# TASK INSTRUCTIONS
All that is wanted is the exact lines from the one with "Query: snowboarder" through the last line of the entries, with both ends kept and every picture left out.

# TASK INPUTS
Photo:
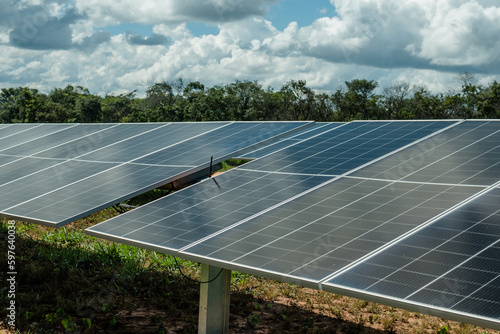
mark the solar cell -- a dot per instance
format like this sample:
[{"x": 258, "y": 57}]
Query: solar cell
[
  {"x": 285, "y": 142},
  {"x": 468, "y": 153},
  {"x": 55, "y": 174},
  {"x": 395, "y": 212},
  {"x": 451, "y": 264},
  {"x": 347, "y": 147},
  {"x": 338, "y": 223}
]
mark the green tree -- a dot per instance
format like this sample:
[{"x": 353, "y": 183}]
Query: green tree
[
  {"x": 359, "y": 101},
  {"x": 118, "y": 108},
  {"x": 88, "y": 108},
  {"x": 395, "y": 100},
  {"x": 489, "y": 101}
]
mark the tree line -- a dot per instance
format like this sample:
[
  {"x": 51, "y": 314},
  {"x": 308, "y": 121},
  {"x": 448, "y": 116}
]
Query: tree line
[{"x": 177, "y": 101}]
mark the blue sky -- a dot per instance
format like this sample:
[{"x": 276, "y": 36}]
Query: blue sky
[{"x": 117, "y": 46}]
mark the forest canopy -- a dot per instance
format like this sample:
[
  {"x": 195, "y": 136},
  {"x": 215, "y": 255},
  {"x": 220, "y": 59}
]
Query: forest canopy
[{"x": 177, "y": 101}]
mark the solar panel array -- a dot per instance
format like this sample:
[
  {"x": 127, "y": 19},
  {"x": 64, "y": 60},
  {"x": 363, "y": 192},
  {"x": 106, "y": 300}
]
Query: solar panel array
[
  {"x": 398, "y": 212},
  {"x": 56, "y": 173}
]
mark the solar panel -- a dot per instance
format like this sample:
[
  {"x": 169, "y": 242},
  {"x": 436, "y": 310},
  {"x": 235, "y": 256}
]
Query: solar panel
[
  {"x": 451, "y": 266},
  {"x": 55, "y": 174},
  {"x": 356, "y": 209},
  {"x": 290, "y": 140}
]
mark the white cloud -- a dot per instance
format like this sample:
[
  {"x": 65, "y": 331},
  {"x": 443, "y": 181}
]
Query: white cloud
[
  {"x": 171, "y": 11},
  {"x": 424, "y": 41}
]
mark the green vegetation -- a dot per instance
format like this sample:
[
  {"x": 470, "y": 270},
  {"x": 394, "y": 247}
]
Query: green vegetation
[
  {"x": 249, "y": 101},
  {"x": 69, "y": 282}
]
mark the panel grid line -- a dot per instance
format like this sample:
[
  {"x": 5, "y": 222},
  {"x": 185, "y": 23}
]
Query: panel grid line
[
  {"x": 122, "y": 164},
  {"x": 52, "y": 147},
  {"x": 410, "y": 233}
]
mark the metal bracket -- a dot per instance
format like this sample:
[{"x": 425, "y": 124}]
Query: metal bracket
[{"x": 214, "y": 300}]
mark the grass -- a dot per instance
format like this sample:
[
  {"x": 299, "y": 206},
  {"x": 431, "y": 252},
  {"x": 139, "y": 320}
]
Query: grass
[{"x": 69, "y": 282}]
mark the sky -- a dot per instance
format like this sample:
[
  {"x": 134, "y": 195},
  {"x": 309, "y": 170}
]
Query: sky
[{"x": 117, "y": 46}]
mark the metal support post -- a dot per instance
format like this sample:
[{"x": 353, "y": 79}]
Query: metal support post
[{"x": 214, "y": 300}]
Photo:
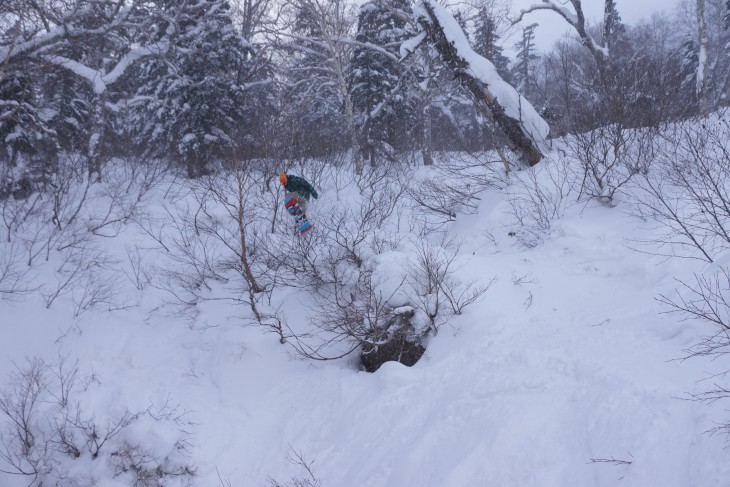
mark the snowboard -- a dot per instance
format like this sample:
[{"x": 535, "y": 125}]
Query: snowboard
[{"x": 300, "y": 218}]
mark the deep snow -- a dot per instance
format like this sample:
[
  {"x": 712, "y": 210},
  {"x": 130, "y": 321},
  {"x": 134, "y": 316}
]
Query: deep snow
[{"x": 566, "y": 362}]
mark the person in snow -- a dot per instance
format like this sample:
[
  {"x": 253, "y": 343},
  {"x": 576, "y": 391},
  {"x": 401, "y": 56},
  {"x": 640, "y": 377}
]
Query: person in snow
[{"x": 298, "y": 188}]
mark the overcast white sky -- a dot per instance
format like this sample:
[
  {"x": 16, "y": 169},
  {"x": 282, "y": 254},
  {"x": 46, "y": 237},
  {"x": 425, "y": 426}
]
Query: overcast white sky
[{"x": 553, "y": 27}]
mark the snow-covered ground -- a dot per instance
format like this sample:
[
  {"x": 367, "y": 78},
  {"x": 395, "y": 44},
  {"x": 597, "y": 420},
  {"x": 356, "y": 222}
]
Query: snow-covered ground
[{"x": 565, "y": 374}]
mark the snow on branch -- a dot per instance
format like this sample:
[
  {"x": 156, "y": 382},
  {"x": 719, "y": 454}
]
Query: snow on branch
[
  {"x": 577, "y": 20},
  {"x": 498, "y": 99}
]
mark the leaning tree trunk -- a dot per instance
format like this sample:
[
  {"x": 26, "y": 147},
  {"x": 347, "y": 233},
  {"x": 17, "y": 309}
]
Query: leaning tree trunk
[{"x": 486, "y": 101}]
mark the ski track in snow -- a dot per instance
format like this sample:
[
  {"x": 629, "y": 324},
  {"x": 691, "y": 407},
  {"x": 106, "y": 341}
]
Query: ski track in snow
[{"x": 524, "y": 389}]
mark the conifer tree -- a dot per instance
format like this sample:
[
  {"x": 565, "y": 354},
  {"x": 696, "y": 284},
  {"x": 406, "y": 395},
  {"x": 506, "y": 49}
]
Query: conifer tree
[
  {"x": 486, "y": 43},
  {"x": 197, "y": 99},
  {"x": 379, "y": 88},
  {"x": 523, "y": 71}
]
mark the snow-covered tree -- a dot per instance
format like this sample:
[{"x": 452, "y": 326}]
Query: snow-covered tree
[
  {"x": 523, "y": 71},
  {"x": 379, "y": 85},
  {"x": 27, "y": 143},
  {"x": 319, "y": 34},
  {"x": 486, "y": 42},
  {"x": 194, "y": 103}
]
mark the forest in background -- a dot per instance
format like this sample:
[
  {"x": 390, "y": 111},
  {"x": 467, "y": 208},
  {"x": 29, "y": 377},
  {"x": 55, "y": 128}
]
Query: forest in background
[{"x": 198, "y": 84}]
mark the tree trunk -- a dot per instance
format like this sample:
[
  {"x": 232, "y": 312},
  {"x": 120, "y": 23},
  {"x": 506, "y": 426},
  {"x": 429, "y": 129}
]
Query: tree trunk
[
  {"x": 485, "y": 100},
  {"x": 703, "y": 66}
]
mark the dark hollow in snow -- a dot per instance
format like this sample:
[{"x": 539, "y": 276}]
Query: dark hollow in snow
[{"x": 401, "y": 347}]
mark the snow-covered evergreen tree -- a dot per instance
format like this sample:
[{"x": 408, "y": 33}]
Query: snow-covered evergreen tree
[
  {"x": 27, "y": 142},
  {"x": 523, "y": 69},
  {"x": 195, "y": 102},
  {"x": 311, "y": 107},
  {"x": 379, "y": 86},
  {"x": 486, "y": 43}
]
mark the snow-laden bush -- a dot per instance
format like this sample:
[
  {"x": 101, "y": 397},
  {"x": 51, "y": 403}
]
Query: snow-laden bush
[{"x": 51, "y": 433}]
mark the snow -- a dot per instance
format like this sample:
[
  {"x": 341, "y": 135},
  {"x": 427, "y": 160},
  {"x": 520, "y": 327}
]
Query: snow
[
  {"x": 566, "y": 363},
  {"x": 516, "y": 106}
]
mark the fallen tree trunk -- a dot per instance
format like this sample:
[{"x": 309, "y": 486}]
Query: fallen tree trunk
[{"x": 494, "y": 97}]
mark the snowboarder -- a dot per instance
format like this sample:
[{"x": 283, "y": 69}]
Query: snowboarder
[{"x": 298, "y": 190}]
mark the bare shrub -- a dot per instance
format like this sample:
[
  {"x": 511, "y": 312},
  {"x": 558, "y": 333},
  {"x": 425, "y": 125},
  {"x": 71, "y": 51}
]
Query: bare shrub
[
  {"x": 687, "y": 193},
  {"x": 609, "y": 156},
  {"x": 306, "y": 479},
  {"x": 539, "y": 198},
  {"x": 87, "y": 274},
  {"x": 707, "y": 300},
  {"x": 433, "y": 282},
  {"x": 454, "y": 186},
  {"x": 15, "y": 276},
  {"x": 45, "y": 427}
]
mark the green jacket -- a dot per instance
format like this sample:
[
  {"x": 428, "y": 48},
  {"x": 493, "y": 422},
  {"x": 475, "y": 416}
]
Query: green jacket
[{"x": 295, "y": 184}]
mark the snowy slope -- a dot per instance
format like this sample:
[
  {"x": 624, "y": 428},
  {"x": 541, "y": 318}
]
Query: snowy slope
[{"x": 565, "y": 364}]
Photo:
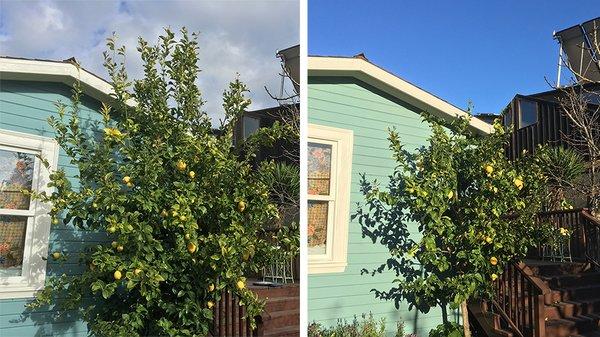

# SOLUTION TO THE PROBLEM
Query: snowboarder
[{"x": 298, "y": 190}]
mark the bare shrub -- a dot per instance
format like this sample:
[
  {"x": 511, "y": 312},
  {"x": 558, "y": 333},
  {"x": 425, "y": 125},
  {"x": 71, "y": 51}
]
Query: bare shrub
[
  {"x": 687, "y": 193},
  {"x": 609, "y": 156},
  {"x": 306, "y": 479},
  {"x": 539, "y": 198},
  {"x": 87, "y": 274},
  {"x": 707, "y": 300},
  {"x": 433, "y": 282},
  {"x": 454, "y": 186},
  {"x": 15, "y": 276},
  {"x": 45, "y": 427}
]
mark the green jacket -- a dot per instance
format like this sample:
[
  {"x": 428, "y": 48},
  {"x": 493, "y": 422},
  {"x": 475, "y": 416}
]
Query: green jacket
[{"x": 295, "y": 184}]
mark the snowy slope -- a dot per instance
format like this sample:
[
  {"x": 624, "y": 428},
  {"x": 541, "y": 318}
]
Query: snowy slope
[{"x": 565, "y": 364}]
Photo:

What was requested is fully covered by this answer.